> _TASK OBJECTIVE_
Would you repeat the lines from the one with "like [(60, 127)]." through the final line, both included, and nothing else? No pictures belong in the copy.

> _RECORDS FOR PROCESSING_
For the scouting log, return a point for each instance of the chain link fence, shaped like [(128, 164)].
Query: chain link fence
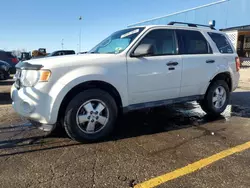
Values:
[(245, 62)]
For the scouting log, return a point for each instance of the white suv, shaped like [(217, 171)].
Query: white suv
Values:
[(134, 68)]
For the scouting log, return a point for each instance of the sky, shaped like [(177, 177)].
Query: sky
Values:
[(33, 24)]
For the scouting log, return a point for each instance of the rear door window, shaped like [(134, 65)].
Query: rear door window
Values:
[(163, 41), (221, 42), (192, 42)]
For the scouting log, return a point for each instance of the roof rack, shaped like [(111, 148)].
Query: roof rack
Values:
[(211, 24)]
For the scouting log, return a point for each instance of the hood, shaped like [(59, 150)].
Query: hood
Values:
[(50, 62)]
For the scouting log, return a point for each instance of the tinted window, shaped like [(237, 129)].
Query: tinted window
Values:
[(162, 40), (192, 42), (9, 55), (221, 42)]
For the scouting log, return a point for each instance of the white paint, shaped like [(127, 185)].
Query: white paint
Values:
[(137, 80), (187, 10)]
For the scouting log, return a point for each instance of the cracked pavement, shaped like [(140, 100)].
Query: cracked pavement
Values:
[(145, 144)]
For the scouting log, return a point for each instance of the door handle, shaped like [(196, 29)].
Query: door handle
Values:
[(210, 61), (171, 63)]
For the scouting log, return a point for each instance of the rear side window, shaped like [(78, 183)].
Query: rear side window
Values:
[(163, 41), (10, 55), (221, 42), (192, 42)]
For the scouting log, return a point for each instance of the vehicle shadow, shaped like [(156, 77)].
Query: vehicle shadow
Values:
[(133, 124), (6, 82)]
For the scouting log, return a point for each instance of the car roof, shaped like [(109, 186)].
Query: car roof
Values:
[(207, 29)]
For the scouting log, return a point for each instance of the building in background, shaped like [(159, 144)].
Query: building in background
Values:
[(231, 16)]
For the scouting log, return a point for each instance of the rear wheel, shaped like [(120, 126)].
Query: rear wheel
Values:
[(216, 99), (91, 115)]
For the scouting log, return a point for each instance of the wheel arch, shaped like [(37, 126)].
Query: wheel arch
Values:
[(109, 88)]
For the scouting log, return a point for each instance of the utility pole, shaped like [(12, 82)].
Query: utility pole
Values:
[(62, 44), (80, 34)]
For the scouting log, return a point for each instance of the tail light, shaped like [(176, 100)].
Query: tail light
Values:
[(237, 63), (14, 60)]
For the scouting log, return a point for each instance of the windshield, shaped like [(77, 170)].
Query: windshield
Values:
[(118, 41)]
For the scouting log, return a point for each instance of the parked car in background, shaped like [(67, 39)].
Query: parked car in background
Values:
[(4, 70), (61, 52), (9, 58)]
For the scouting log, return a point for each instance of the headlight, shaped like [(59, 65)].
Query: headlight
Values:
[(29, 78)]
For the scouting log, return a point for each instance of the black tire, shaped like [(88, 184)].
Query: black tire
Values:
[(70, 120), (207, 104)]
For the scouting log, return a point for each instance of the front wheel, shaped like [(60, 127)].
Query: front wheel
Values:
[(91, 115), (216, 99)]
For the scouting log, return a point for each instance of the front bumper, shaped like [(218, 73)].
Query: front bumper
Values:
[(32, 104)]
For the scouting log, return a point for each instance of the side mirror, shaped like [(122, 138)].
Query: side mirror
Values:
[(143, 50)]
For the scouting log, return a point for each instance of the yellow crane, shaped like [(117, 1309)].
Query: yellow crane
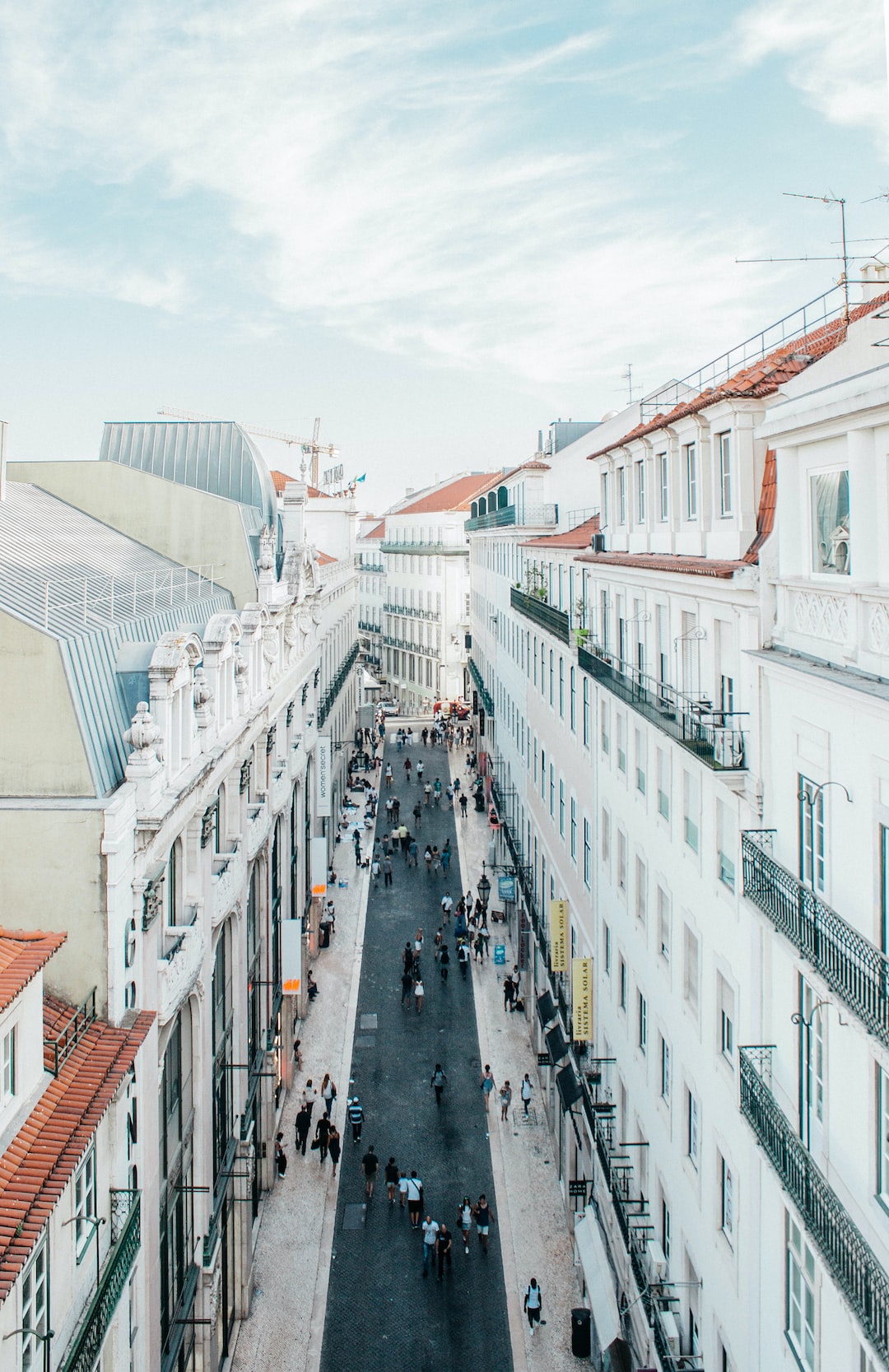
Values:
[(309, 448)]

> _SOLUTION_
For the scouting log, return a point for each instance of the front wheel, shaped like [(60, 127)].
Query: front wheel
Values:
[(91, 115), (216, 99)]
For the scouting log, return a point for each instance of the front bumper, shaped like [(218, 73)].
Query: front bumper
Values:
[(32, 104)]
For the scouting log, return a point for each instance of the side mirror, shaped like [(122, 138)].
Query: side mirror
Values:
[(143, 50)]
For the scouting log, return a point for each instance of the yellow crane, shaped like [(117, 1309)].
Query: yellow crane
Values:
[(309, 448)]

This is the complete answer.